Task item. Reproduce the following records exactly from the line containing "Practice step: put one dot on the grass" onward, ending with the last line and including it.

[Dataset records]
-- -- --

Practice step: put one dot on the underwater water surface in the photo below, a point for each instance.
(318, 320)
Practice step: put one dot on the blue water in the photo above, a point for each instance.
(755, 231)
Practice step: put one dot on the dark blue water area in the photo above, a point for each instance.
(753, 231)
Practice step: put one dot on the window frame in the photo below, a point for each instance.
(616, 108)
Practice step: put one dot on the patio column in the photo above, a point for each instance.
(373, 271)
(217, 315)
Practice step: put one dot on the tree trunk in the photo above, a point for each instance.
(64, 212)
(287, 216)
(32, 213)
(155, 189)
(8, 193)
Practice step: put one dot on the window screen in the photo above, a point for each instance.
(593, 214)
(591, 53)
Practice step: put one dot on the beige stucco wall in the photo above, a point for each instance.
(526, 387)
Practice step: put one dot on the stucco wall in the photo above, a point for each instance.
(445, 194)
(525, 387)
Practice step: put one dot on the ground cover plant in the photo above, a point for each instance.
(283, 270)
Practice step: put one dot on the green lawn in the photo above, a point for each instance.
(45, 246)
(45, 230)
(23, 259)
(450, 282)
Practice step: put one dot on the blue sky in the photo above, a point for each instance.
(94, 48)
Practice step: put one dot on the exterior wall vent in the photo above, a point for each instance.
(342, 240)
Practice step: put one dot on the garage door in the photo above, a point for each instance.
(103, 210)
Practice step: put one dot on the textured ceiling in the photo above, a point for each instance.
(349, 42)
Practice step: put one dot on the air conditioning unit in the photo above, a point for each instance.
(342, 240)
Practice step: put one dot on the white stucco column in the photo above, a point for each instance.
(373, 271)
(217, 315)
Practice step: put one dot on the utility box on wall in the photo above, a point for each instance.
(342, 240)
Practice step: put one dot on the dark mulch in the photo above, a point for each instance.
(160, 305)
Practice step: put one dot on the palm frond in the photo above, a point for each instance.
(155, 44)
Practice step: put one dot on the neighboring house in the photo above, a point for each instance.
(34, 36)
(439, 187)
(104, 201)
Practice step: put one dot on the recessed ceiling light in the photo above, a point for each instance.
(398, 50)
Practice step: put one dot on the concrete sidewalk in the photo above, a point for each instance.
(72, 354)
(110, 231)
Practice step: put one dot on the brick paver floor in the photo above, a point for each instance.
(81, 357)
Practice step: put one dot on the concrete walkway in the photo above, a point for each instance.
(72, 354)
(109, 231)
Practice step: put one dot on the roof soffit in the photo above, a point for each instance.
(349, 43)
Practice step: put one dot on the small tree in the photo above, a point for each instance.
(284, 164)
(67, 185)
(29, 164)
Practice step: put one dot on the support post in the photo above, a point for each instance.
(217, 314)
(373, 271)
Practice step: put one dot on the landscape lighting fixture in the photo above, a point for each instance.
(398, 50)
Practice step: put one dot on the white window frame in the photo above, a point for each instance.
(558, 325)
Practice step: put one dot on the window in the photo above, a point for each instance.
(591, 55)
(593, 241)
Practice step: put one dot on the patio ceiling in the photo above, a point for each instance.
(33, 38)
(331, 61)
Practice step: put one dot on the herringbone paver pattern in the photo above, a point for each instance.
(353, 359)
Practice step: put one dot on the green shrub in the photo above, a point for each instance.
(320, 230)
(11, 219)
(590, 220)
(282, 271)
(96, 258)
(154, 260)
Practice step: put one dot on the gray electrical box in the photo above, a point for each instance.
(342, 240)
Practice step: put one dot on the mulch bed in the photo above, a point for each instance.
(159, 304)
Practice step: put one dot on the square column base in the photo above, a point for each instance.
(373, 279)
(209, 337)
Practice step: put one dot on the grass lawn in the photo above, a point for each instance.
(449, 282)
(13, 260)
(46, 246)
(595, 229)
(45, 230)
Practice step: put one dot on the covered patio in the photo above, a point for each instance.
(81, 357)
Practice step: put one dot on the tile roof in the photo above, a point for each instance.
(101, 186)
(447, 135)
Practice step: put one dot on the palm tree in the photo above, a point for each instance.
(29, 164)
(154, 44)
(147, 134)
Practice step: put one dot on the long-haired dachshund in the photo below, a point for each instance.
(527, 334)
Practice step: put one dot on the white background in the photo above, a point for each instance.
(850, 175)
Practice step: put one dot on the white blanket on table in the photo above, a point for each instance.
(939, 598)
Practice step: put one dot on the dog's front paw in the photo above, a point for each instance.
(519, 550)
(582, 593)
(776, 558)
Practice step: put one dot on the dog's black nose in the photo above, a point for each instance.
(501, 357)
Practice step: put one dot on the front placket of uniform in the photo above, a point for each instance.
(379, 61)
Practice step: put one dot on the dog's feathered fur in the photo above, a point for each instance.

-- -- --

Answer space.
Practice step: put one dot on the grass lawn in the photo above, a point for each instance.
(449, 282)
(13, 260)
(46, 246)
(595, 229)
(45, 230)
Practice step: put one dot on the covered patio in the photo above, a point for each instance.
(81, 357)
Practice step: put one dot on the tile roof in the photo above, a point for each instance.
(101, 186)
(447, 135)
Practice step: put one dot on the palm tree in the photo above, a point for each instance.
(29, 164)
(154, 44)
(147, 134)
Practice step: put one dot on the long-haired dachshund in the photo below, a point for each instance.
(527, 334)
Practice step: put one dot on the white background in the photo above, a point for each instance.
(850, 175)
Practice step: put one dot on the white blanket on table in the photo above, a point for each instance.
(939, 598)
Practice step: put one dot on the dog's front paw in the photo above, a point for each instance.
(519, 550)
(582, 593)
(776, 558)
Practice step: put one dot on the dog's black nose in the photo above, a point for each instance.
(501, 357)
Practice step: put one dot on the front placket of uniform in the photo above, a point for each instance.
(379, 61)
Practice step: put one dot on the dog's feathered fur in the photo above, a point for each instance.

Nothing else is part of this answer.